• [Text]
++++
Hmmm. "Biological altruism."

Scientist to young Intern: "Ok, but I'm only doing this for you" (takes off clothes and gets into bed).

Wait, I have it! He won the prize for being a sperm donor! Who wouldn't want to bear the child of a future Nobel Prize winner?

'Til next time, "Clog Dance, Barretta, Neck Tie!"

December 15, 2008 7:38 PM  
Blogger Kristine said...

Yeah, I can't figure out "biological altruism" either. How about:

Mammal to dinosaur: "After you!"

Cuckoo to egg-laying warbler: "Allow me."

Evolution to creationist: "This is going to hurt me more than it will you."


"Clog Dance, Barretta, Neck Tie!"


December 15, 2008 10:06 PM  
Blogger Rev. Barking Nonsequitur said...

Did the movie "jump the snark" or more "Nuke the Fridge". I suppose someone must have a phrase for a remake that falls short of living up to the origional but euphemisms about - they call them all kinds of things like "reworks" "adaptions", "Jumpstart" or "reboot".

Get ready for a "jumpstart" of the Partridge Family TV series.
++++
• [Work request 1]
Answer from the comment thread:
(a) Which sign-off phrase appears both in the first comment and in Kristine's comment?
(b) What does the cuckoo say to the egg-laying warbler?
(c) Which TV series does Rev. Barking Nonsequitur say will get a "jumpstart"?
• [Work request 2]
Decide whether each statement agrees with the comment thread. Answer yes or no and quote the words that settle it.
(a) Kristine says she understands "biological altruism."
(b) In Kristine's comment, the mammal says "After you!" to the dinosaur.
(c) Rev. Barking Nonsequitur gives "reboot" as one of the terms for a remake.
• [Work request 3]
Write the next part of the comment thread, picking up after its final sentence.
The material that comes next is taken from a separate source and has no connection to the comment thread.

[Saved entries]
++++
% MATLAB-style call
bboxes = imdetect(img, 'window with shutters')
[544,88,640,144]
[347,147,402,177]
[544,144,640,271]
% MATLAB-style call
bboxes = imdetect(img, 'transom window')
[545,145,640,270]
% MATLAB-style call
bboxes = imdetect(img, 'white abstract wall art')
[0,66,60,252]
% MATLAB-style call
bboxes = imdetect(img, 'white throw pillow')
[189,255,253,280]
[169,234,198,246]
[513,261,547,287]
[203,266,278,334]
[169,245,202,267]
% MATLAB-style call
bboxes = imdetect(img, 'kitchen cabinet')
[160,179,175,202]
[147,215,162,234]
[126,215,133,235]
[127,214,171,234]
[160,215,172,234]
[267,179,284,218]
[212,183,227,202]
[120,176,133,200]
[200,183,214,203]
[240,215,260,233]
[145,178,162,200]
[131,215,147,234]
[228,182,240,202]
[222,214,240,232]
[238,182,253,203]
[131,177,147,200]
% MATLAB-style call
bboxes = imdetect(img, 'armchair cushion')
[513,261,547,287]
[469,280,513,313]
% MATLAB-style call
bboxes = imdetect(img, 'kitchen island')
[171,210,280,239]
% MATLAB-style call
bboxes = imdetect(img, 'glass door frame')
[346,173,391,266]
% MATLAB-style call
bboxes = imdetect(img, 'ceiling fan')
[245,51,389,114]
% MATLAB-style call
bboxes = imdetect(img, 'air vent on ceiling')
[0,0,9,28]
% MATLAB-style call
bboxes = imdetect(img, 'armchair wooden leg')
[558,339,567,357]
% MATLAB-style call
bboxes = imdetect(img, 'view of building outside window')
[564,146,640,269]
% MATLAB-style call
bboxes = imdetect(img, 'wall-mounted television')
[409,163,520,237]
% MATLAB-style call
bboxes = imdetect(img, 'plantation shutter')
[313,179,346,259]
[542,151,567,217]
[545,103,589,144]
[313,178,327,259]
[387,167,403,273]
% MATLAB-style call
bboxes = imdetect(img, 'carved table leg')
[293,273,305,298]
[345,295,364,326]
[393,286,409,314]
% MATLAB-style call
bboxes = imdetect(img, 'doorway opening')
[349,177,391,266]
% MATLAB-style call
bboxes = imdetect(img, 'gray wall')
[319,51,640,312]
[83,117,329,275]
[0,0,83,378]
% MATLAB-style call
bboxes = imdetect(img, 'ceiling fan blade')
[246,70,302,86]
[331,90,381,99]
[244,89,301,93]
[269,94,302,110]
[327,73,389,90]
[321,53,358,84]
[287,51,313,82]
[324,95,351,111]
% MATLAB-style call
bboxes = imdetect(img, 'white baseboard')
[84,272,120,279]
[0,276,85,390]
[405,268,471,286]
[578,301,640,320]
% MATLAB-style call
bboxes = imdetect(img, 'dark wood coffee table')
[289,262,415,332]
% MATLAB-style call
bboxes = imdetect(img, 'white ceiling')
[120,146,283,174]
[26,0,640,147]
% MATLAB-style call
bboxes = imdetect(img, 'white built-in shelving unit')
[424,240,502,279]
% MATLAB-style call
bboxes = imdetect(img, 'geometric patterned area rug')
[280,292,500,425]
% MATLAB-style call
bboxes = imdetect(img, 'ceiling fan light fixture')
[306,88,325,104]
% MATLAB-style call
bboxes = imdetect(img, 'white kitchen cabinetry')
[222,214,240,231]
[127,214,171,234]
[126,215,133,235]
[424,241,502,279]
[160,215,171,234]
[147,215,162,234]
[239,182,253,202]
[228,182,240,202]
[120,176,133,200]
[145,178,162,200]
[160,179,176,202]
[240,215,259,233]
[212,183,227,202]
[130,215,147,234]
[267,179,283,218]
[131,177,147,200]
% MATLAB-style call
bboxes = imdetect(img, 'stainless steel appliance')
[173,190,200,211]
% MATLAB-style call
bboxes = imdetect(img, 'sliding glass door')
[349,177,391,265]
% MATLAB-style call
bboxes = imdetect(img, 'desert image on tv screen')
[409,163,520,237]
++++
• [Answer 1]
(a) "Clog Dance, Barretta, Neck Tie!"
(b) "Allow me."
(c) The Partridge Family.

• [Answer 2]
(a) No: "Yeah, I can't figure out "biological altruism" either."
(b) Yes: "Mammal to dinosaur: "After you!""
(c) Yes: "they call them all kinds of things like "reworks" "adaptions", "Jumpstart" or "reboot"."

• [Answer 3]
December 16, 2008 4:21 PM  
Blogger Rev. Barking Nonsequitur said...

Impromtu, Stigmata, Elbow

December 16, 2008 4:27 PM  
Anonymous Anonymous said...

Thaks for the heads up about "Day the Earth Stood Still." I'll see it, but not at a first run theater.
I didn't see the original until 1982, after I had seen "E. T." It was impressed upon me that ET's "resurrection" was nothing new, Klaatu got the treatment in the original movie. Of course, the idea of resurrection wasn't new even two thousand years ago. It dates back at least a couple more thousand to the tales of Horus, Isis, and Osiris.

December 18, 2008 4:40 PM  
Blogger Kristine said...

I suppose I'll watch it, too.

When it's on DVD - at Nicollet Village Video (4 movies, 4 nights, 4 bucks).

So I can fast-foward through it. Sheesh.

BTW, Shatner didn't do another "Let's try to contact Harry Houdini on Halloween" show again this year. Aw, drat. The robe/jacket thing comes from The Search for Houdini, 1987. Jacket? Robe? Your guess is as good as mine! (He actually looks skinny there now.)

December 22, 2008 4:26 PM  
Anonymous reindeer386sx said...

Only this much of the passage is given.